◆ **Document passage**
--- START ---

Blood circulation

Dominik Wujastyk ucgadkw at UCL.AC.UK
Tue Jul 6 11:14:47 UTC 1999

On Mon, 5 Jul 1999, Alok Kumar wrote:

> (From Susruta Samhita, sutrasthana, 14: 19-20)  If this is correct, it
> is easy to assume that the Hindus knew about the blood circulation
> much before Harvey.  I do not have a copy of Susruta Samhita to check
> the validity of the above quotation.

The passage is in fact from SuSu 14:3, and it concerns not blood (rakta,
"sonita), but chyle (rasa), i.e., the juice to which food is reduced by
cooking in the digestive fire, and before it is converted into blood in
the liver and spleen. The passage (Velthuis encoding) runs as follows:


SuSu 14:3

tatra paa~ncabhautikasya caturvidhasya .sa.drasasya
dvividhaviiryasyaa.s.ta vidhaviiryasya vaa
'nekagu.nasyopayuktasyaahaarasya samyakpari.natasya yastejobhuuta.h
saara.h paramasuuk.sma.h sa rasa.h, ityucyate, tasya h.rdaya.m sthaana.m,
sa h.rdayaaccaturvi.m"satidhamaniiranupravi"syordhvagaa da"sa da"saa
dhogaaminya"scatasra"sca tiryaggaa.h k.rtsna.m "sariiramaharahastarpayati
vardhayati dhaarayati yaapayati caad.r.s.tahetukena karma.naa| tasya
"sariiramanu sarato 'numaanaadgatirupalak.sayitavyaa
k.sayav.rddhivaik.rtai.h tasmin
sarva"sariiraavayavado.sadhaatumalaa" rase
jij~naasaakimaya.m saumyastaijasa iti atrocyatesa khalu dravaanusaarii
snehanajiivanata rpa.nadhaara.naadibhirvi"se.sai.h saumya ityavagamyate 3


Apart from the fact that this does not describe blood, but rasa, it is
important to note that it also does not describe circulation, but
uni-directional river-like flow.  I.e., rasa moves from the heart
(ablative) outwards along the 24 pipes (dhamanis, usually the bearers of
vaata).  It doesn't go round; it doesn't go to the lungs (which are not
clearly described in ayurveda).  It doesn't come back.  The verb you get
is "anusarati", but this doesn't mean "circulate", but "seek" or "follow"

--- END ---

◆ **Data for review**
--- START ---

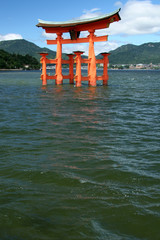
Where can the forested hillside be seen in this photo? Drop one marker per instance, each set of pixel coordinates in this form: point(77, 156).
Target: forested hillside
point(17, 61)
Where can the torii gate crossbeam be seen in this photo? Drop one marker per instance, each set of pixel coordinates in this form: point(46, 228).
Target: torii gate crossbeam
point(74, 28)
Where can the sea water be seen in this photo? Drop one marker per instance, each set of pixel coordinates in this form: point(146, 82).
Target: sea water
point(80, 163)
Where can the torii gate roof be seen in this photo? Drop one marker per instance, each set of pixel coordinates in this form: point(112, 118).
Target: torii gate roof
point(80, 25)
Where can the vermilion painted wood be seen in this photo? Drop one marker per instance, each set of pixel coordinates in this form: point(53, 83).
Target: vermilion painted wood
point(74, 29)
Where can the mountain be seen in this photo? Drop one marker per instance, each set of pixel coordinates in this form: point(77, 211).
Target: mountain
point(127, 54)
point(24, 47)
point(17, 61)
point(131, 54)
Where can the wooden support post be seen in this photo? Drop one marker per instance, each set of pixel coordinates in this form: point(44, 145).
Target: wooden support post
point(92, 58)
point(71, 62)
point(59, 77)
point(105, 68)
point(78, 76)
point(44, 71)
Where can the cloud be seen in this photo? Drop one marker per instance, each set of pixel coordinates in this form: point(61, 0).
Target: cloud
point(137, 18)
point(10, 36)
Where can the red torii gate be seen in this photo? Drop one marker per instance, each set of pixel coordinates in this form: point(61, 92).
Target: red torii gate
point(74, 28)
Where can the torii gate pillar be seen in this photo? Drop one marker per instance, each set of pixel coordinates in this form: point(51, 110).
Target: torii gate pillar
point(92, 58)
point(59, 77)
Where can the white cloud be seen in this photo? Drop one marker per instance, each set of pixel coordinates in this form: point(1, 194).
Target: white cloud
point(10, 36)
point(137, 17)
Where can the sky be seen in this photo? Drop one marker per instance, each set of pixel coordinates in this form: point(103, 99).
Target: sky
point(140, 21)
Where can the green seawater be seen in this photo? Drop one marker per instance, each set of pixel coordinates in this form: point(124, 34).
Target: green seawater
point(80, 163)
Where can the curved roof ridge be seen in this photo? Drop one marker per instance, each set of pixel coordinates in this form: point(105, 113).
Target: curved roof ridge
point(76, 22)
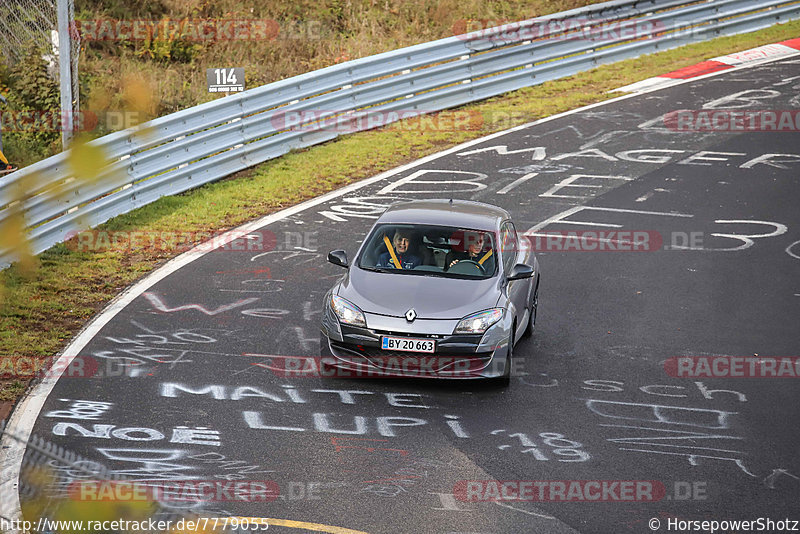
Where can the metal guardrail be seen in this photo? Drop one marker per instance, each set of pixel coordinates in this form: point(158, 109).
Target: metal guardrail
point(204, 143)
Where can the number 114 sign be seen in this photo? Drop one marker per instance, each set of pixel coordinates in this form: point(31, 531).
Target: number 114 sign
point(225, 80)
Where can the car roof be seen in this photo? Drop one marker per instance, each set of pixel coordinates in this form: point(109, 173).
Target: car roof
point(446, 212)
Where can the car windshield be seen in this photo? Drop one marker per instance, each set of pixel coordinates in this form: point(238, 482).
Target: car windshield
point(430, 251)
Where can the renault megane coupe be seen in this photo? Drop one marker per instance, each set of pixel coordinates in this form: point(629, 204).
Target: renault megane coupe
point(439, 288)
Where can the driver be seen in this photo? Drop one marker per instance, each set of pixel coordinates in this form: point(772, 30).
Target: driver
point(474, 246)
point(400, 244)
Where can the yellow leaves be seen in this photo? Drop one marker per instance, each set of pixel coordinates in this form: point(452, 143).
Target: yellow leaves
point(137, 94)
point(85, 161)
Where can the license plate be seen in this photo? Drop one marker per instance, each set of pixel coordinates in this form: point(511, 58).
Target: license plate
point(407, 344)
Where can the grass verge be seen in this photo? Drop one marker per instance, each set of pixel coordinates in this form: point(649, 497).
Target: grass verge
point(42, 308)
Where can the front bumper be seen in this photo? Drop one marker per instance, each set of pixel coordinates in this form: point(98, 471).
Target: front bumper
point(358, 352)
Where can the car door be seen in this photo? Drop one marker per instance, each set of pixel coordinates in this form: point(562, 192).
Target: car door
point(516, 290)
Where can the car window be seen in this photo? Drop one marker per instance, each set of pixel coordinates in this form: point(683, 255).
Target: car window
point(510, 245)
point(428, 250)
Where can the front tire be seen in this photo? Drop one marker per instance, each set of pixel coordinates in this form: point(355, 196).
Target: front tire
point(531, 324)
point(505, 380)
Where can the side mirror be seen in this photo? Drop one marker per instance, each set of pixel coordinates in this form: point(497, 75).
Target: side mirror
point(520, 271)
point(338, 257)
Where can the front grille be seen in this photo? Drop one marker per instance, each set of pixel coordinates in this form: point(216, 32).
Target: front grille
point(388, 359)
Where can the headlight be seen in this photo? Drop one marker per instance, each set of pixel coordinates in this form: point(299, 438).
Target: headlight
point(347, 312)
point(477, 323)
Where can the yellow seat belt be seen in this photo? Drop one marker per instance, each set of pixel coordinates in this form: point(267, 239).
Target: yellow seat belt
point(391, 252)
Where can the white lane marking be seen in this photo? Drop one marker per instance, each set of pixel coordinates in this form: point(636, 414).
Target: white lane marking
point(560, 217)
point(27, 410)
point(516, 182)
point(504, 505)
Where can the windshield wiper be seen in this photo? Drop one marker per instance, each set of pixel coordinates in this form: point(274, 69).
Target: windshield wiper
point(377, 269)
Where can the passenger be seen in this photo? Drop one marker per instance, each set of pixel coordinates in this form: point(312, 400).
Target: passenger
point(474, 250)
point(400, 245)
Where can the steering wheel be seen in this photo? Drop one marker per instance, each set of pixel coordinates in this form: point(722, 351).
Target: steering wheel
point(468, 262)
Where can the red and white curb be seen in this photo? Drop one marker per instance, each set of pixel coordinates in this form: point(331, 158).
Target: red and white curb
point(738, 59)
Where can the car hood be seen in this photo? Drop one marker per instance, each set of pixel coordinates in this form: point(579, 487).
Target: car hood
point(431, 297)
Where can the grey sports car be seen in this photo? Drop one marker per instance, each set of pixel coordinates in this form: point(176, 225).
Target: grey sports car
point(439, 288)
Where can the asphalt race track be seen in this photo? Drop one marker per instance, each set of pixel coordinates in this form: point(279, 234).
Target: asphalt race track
point(193, 389)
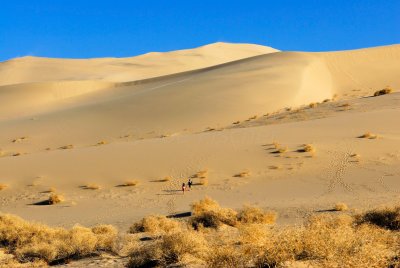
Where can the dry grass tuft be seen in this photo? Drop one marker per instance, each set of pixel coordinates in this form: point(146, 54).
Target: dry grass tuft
point(66, 147)
point(368, 135)
point(203, 181)
point(340, 207)
point(386, 90)
point(155, 225)
point(201, 174)
point(208, 213)
point(306, 148)
point(130, 183)
point(388, 218)
point(91, 186)
point(166, 179)
point(253, 117)
point(173, 248)
point(32, 241)
point(243, 174)
point(55, 199)
point(256, 215)
point(101, 143)
point(21, 139)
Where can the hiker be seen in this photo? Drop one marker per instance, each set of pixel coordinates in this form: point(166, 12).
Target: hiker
point(183, 188)
point(190, 183)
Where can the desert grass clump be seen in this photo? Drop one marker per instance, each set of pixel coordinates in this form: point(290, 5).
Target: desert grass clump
point(388, 218)
point(101, 143)
point(226, 256)
point(55, 199)
point(386, 90)
point(201, 174)
point(174, 248)
point(203, 182)
point(91, 186)
point(340, 207)
point(249, 215)
point(130, 183)
point(329, 241)
point(66, 147)
point(242, 174)
point(306, 148)
point(209, 214)
point(33, 241)
point(155, 225)
point(368, 135)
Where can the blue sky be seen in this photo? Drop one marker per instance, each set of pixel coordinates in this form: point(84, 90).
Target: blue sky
point(85, 29)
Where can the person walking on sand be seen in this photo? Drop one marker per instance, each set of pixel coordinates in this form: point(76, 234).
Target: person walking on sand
point(183, 188)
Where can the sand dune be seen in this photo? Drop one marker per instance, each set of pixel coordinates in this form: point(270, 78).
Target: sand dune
point(67, 123)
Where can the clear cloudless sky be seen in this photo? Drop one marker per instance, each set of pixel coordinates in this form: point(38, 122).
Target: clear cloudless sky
point(98, 28)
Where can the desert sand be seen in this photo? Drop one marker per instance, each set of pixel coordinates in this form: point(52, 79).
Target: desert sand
point(221, 108)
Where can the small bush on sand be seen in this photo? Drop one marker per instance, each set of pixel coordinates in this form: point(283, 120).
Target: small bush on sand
point(340, 207)
point(388, 218)
point(33, 241)
point(226, 256)
point(201, 174)
point(91, 186)
point(155, 225)
point(186, 246)
point(208, 213)
point(66, 147)
point(386, 90)
point(55, 199)
point(306, 148)
point(368, 135)
point(242, 174)
point(130, 183)
point(256, 215)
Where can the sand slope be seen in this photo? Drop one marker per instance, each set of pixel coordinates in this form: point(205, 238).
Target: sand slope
point(171, 114)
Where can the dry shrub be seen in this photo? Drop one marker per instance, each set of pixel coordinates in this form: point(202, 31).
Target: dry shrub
point(34, 241)
point(201, 174)
point(388, 218)
point(368, 135)
point(55, 199)
point(340, 207)
point(182, 247)
point(203, 181)
point(386, 90)
point(330, 241)
point(256, 215)
point(226, 256)
point(130, 183)
point(65, 147)
point(243, 174)
point(208, 213)
point(165, 179)
point(306, 148)
point(101, 143)
point(91, 186)
point(155, 225)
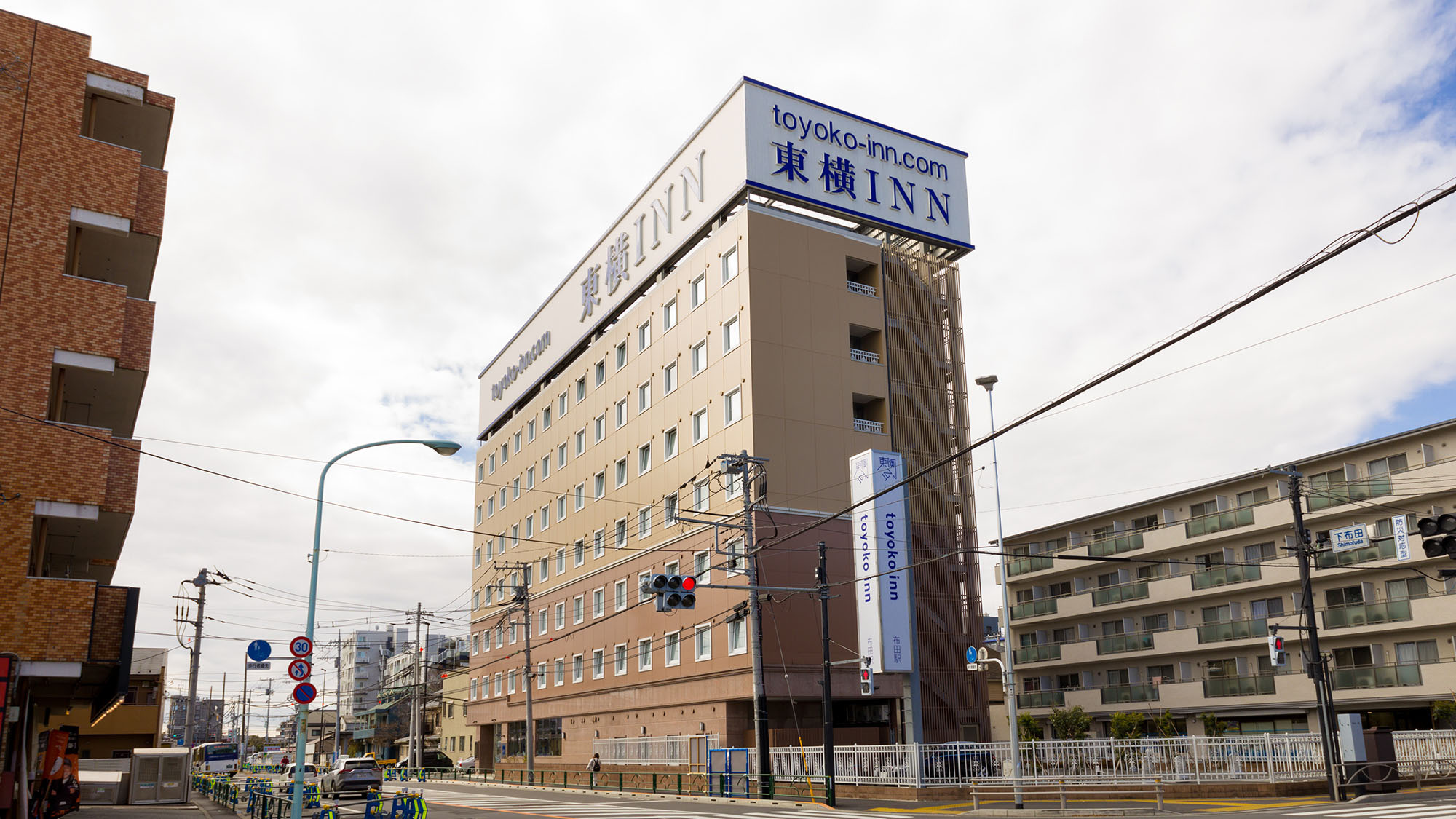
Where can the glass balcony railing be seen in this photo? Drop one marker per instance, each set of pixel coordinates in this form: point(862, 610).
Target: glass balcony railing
point(1039, 653)
point(1385, 550)
point(1378, 676)
point(1119, 593)
point(1235, 630)
point(1042, 700)
point(1368, 614)
point(1129, 694)
point(1336, 494)
point(1029, 564)
point(1238, 685)
point(1119, 643)
point(1224, 576)
point(1116, 545)
point(1219, 522)
point(1034, 608)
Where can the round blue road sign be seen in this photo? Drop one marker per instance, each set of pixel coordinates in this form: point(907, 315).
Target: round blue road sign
point(305, 692)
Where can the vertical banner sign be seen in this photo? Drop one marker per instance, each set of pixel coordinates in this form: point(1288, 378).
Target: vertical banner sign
point(882, 542)
point(1403, 538)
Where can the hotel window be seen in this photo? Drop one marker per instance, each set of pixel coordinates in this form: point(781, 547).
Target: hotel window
point(700, 356)
point(733, 407)
point(700, 290)
point(732, 334)
point(736, 638)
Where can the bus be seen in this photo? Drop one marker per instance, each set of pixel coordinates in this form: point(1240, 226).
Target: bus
point(218, 756)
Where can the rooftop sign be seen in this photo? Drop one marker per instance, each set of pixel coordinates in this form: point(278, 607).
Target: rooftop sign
point(764, 139)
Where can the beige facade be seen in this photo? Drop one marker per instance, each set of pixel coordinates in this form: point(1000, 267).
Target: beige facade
point(1182, 627)
point(768, 337)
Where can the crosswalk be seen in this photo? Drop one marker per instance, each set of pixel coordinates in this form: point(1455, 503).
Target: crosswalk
point(1435, 809)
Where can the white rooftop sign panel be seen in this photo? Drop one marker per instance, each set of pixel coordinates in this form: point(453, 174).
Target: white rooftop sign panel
point(761, 138)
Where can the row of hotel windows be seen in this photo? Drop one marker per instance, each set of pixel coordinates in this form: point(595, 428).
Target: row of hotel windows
point(555, 670)
point(703, 566)
point(700, 362)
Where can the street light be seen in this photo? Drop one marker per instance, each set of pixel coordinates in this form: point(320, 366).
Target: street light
point(1008, 676)
point(446, 448)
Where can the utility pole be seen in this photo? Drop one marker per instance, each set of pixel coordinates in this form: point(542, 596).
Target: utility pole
point(1314, 660)
point(828, 703)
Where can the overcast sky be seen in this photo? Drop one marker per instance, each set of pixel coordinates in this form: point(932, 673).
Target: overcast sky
point(366, 200)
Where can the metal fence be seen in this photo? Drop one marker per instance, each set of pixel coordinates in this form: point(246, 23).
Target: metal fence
point(654, 749)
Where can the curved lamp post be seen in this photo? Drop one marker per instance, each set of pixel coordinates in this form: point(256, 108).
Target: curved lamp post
point(446, 448)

--- END ---

Copy the whole post about blood circulation and the Susruta Samhita above, word for word.

Blood circulation

Dominik Wujastyk ucgadkw at UCL.AC.UK
Tue Jul 6 11:14:47 UTC 1999

On Mon, 5 Jul 1999, Alok Kumar wrote:

> (From Susruta Samhita, sutrasthana, 14: 19-20)  If this is correct, it
> is easy to assume that the Hindus knew about the blood circulation
> much before Harvey.  I do not have a copy of Susruta Samhita to check
> the validity of the above quotation.

The passage is in fact from SuSu 14:3, and it concerns not blood (rakta,
"sonita), but chyle (rasa), i.e., the juice to which food is reduced by
cooking in the digestive fire, and before it is converted into blood in
the liver and spleen. The passage (Velthuis encoding) runs as follows:


SuSu 14:3

tatra paa~ncabhautikasya caturvidhasya .sa.drasasya
dvividhaviiryasyaa.s.ta vidhaviiryasya vaa
'nekagu.nasyopayuktasyaahaarasya samyakpari.natasya yastejobhuuta.h
saara.h paramasuuk.sma.h sa rasa.h, ityucyate, tasya h.rdaya.m sthaana.m,
sa h.rdayaaccaturvi.m"satidhamaniiranupravi"syordhvagaa da"sa da"saa
dhogaaminya"scatasra"sca tiryaggaa.h k.rtsna.m "sariiramaharahastarpayati
vardhayati dhaarayati yaapayati caad.r.s.tahetukena karma.naa| tasya
"sariiramanu sarato 'numaanaadgatirupalak.sayitavyaa
k.sayav.rddhivaik.rtai.h tasmin
sarva"sariiraavayavado.sadhaatumalaa" rase
jij~naasaakimaya.m saumyastaijasa iti atrocyatesa khalu dravaanusaarii
snehanajiivanata rpa.nadhaara.naadibhirvi"se.sai.h saumya ityavagamyate 3


Apart from the fact that this does not describe blood, but rasa, it is
important to note that it also does not describe circulation, but
uni-directional river-like flow.  I.e., rasa moves from the heart
(ablative) outwards along the 24 pipes (dhamanis, usually the bearers of
vaata).  It doesn't go round; it doesn't go to the lungs (which are not
clearly described in ayurveda).  It doesn't come back.  The verb you get
is "anusarati", but this doesn't mean "circulate", but "seek" or "follow"